Output only the lines that run from the line holding "Where can you find the fence" to the end of the data below, including both ends, without any pictures.

Image point annotation entries
○ ○ ○ ○

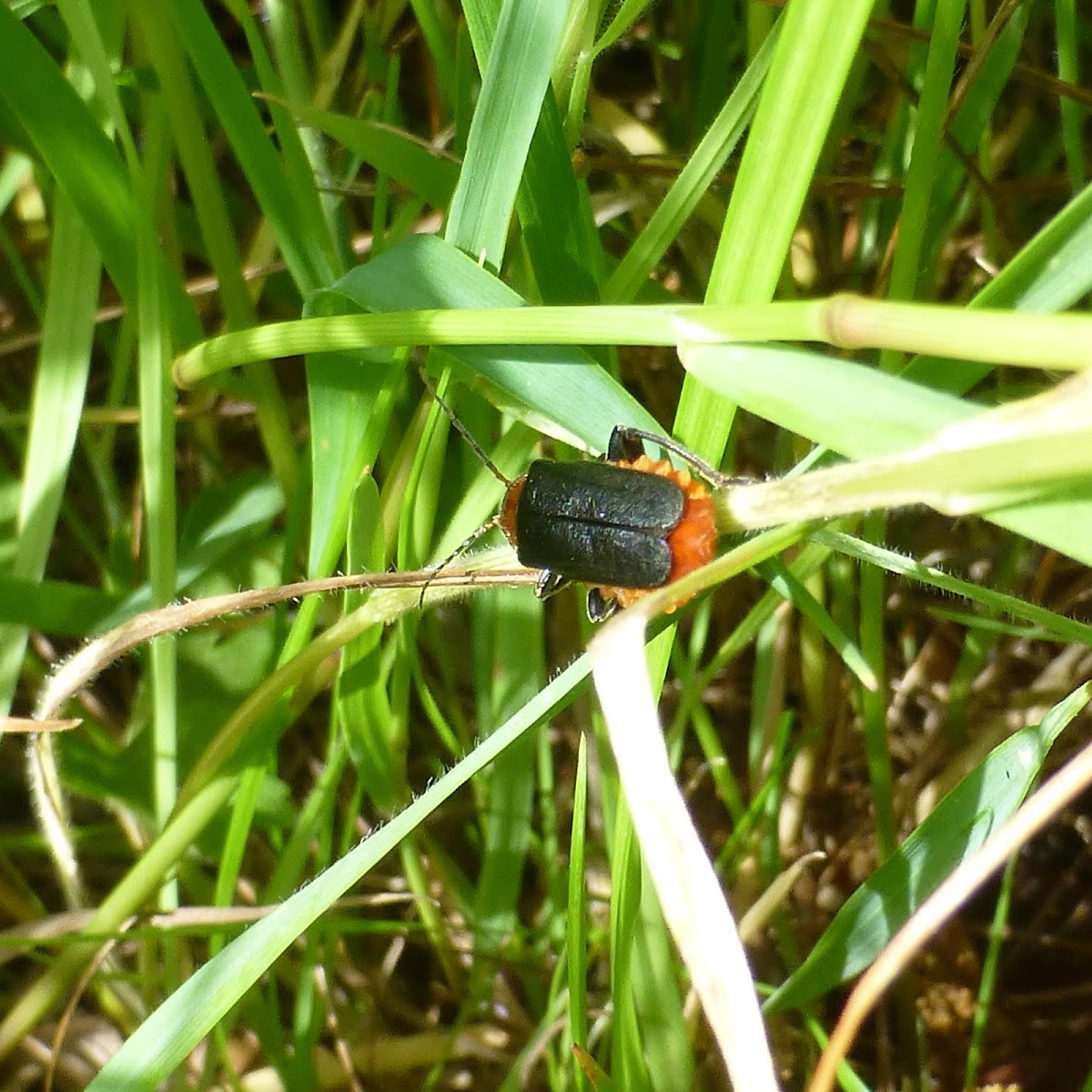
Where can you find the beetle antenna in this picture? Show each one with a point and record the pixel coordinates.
(464, 432)
(491, 467)
(458, 551)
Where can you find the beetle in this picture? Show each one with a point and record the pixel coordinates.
(623, 527)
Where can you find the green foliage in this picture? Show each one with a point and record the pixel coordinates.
(419, 809)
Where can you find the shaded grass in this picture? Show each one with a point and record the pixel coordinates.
(301, 731)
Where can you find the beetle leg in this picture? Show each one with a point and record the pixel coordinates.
(599, 607)
(549, 583)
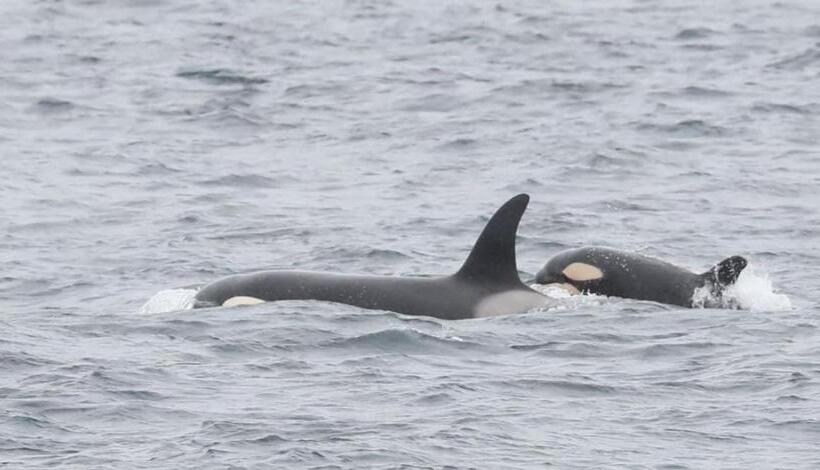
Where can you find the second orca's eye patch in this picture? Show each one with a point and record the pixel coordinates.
(582, 272)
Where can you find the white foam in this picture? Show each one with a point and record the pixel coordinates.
(754, 291)
(169, 300)
(566, 300)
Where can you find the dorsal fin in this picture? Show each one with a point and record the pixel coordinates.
(727, 271)
(493, 255)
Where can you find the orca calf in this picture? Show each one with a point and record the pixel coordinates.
(486, 285)
(609, 272)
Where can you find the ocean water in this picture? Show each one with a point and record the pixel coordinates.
(151, 146)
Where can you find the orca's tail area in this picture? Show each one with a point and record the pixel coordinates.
(493, 255)
(727, 271)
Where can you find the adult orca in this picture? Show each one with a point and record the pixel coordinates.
(487, 283)
(605, 271)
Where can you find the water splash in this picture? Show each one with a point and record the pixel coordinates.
(754, 291)
(566, 300)
(751, 291)
(169, 300)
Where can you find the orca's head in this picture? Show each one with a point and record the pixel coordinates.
(573, 268)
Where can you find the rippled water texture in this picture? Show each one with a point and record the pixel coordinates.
(150, 145)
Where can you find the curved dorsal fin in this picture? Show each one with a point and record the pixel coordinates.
(493, 255)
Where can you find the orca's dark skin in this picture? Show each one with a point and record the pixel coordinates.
(487, 284)
(605, 271)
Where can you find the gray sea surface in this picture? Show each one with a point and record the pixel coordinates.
(150, 146)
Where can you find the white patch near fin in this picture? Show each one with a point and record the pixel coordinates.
(560, 290)
(582, 272)
(242, 300)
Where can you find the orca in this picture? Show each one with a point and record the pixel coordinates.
(605, 271)
(486, 285)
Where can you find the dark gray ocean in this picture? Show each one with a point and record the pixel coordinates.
(150, 146)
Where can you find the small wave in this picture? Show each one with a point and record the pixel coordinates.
(406, 341)
(221, 77)
(694, 33)
(54, 105)
(686, 129)
(169, 300)
(243, 181)
(798, 61)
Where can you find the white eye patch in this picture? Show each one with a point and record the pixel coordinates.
(582, 272)
(241, 300)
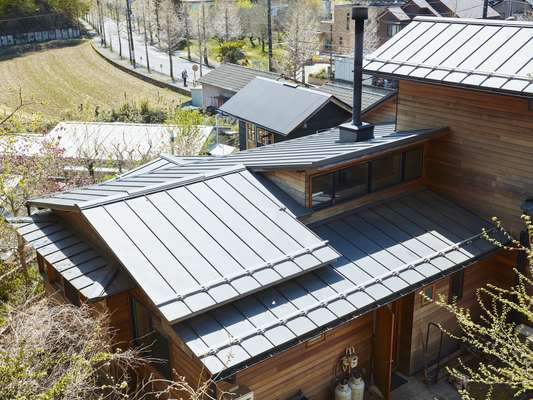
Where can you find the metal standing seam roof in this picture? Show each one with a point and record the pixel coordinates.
(72, 256)
(233, 77)
(469, 8)
(399, 13)
(310, 151)
(277, 106)
(371, 96)
(205, 243)
(484, 54)
(387, 250)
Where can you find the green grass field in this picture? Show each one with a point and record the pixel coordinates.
(62, 78)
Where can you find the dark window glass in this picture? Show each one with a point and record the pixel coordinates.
(160, 351)
(456, 286)
(351, 182)
(71, 293)
(386, 171)
(322, 186)
(413, 164)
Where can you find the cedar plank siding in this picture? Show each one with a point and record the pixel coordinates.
(485, 162)
(309, 368)
(383, 113)
(496, 269)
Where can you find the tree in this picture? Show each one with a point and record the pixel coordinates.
(117, 10)
(507, 356)
(186, 134)
(301, 36)
(170, 28)
(255, 22)
(226, 20)
(185, 16)
(232, 52)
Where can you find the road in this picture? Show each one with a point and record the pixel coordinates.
(159, 60)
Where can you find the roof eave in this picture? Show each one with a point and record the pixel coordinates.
(451, 84)
(228, 372)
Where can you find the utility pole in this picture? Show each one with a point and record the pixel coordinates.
(200, 53)
(331, 50)
(130, 33)
(145, 38)
(206, 59)
(269, 28)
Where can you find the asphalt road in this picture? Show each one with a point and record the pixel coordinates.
(159, 60)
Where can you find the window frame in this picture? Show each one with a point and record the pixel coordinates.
(433, 288)
(370, 186)
(456, 295)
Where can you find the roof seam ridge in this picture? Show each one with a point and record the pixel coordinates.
(213, 350)
(180, 182)
(245, 272)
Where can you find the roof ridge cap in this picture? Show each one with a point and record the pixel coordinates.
(162, 187)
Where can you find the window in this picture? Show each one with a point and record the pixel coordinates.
(149, 339)
(351, 182)
(429, 295)
(386, 171)
(393, 29)
(360, 179)
(456, 286)
(413, 163)
(264, 137)
(322, 190)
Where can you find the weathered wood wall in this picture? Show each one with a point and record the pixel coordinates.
(496, 269)
(309, 368)
(486, 161)
(382, 113)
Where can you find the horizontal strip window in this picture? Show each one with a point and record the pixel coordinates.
(361, 179)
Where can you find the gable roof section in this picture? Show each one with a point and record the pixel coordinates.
(388, 250)
(310, 151)
(277, 106)
(324, 148)
(482, 54)
(72, 256)
(370, 97)
(208, 242)
(234, 77)
(469, 8)
(399, 14)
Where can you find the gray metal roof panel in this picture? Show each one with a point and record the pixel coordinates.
(370, 96)
(306, 152)
(200, 245)
(277, 106)
(387, 250)
(72, 256)
(233, 77)
(490, 55)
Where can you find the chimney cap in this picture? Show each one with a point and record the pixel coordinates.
(359, 13)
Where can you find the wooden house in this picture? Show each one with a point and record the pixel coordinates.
(261, 268)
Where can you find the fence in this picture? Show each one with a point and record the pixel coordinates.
(7, 40)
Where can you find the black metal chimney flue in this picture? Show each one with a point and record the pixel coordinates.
(359, 15)
(357, 130)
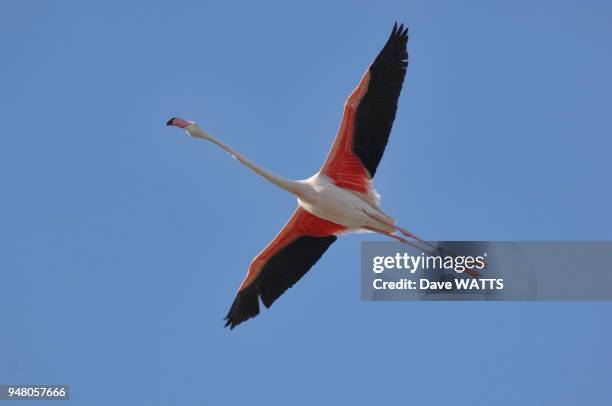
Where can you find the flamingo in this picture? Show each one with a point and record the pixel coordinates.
(338, 199)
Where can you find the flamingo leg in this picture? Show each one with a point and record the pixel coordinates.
(430, 251)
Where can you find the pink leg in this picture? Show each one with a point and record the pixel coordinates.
(470, 272)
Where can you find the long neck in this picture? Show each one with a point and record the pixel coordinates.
(287, 184)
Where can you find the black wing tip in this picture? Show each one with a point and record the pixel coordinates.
(244, 306)
(279, 274)
(398, 33)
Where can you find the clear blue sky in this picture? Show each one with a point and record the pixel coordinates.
(123, 241)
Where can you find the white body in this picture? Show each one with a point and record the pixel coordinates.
(319, 195)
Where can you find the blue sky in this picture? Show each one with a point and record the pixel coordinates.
(123, 241)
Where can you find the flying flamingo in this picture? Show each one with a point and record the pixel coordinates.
(340, 197)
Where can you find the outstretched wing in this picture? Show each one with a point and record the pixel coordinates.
(297, 247)
(368, 117)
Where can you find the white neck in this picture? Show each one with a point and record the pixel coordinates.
(289, 185)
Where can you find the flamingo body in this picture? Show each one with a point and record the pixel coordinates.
(340, 197)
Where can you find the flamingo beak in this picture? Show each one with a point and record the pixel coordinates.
(177, 122)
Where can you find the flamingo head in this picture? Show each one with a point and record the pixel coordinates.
(179, 122)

○ ○ ○ ○

-- OUTPUT FOR THIS EXERCISE --
Where can you find the fence in this picture? Show each one with a point and record the pixel coordinates.
(7, 40)
Where can you find the black metal chimney flue in this picture? Show each one with a point and record the pixel coordinates.
(359, 15)
(357, 130)
Where can you find the flamingo in this picture? Show each one with a point and record the pixel coordinates.
(338, 199)
Where can you find the flamingo leg in this picture? Show each one with a point and record the pixel coordinates.
(430, 251)
Where can you find the pink leg in this picture? Show each one with a point and record the pixel coordinates.
(470, 272)
Where can you find the long neck in this picture? Show each one with a point and record the pixel coordinates.
(287, 184)
Where can you find the black wing tip in this picture? Show each one with a point and record the pixel coordinates.
(244, 306)
(279, 274)
(398, 33)
Where can you find the clear blue sky in this picture? Show each one with a point and record the pixel coordinates.
(123, 241)
Where can you find the white body in this picture? Show each one with a point and record the pixel coordinates.
(319, 195)
Where can you find the blue sky in this picture? Show each one with a point and record the pixel coordinates.
(123, 241)
Where can you find the flying flamingo in this picture? Show each one with a point and record the pixel coordinates.
(340, 197)
Where can you find the outstretched wing in this picture? Show each one with a point and record the pixel coordinates.
(297, 247)
(368, 117)
Where can you find the white neck in this picture? Show each one with a point and record the pixel coordinates.
(289, 185)
Where can you find the flamingo body in this picture? Show each one with a point and record the pixel coordinates.
(340, 197)
Where can you find the flamingo beak in this picture? Show each one with a point and record the pixel coordinates.
(177, 122)
Where can you find the flamingo head in this picture? Show each one with a point and record the pixel coordinates.
(179, 122)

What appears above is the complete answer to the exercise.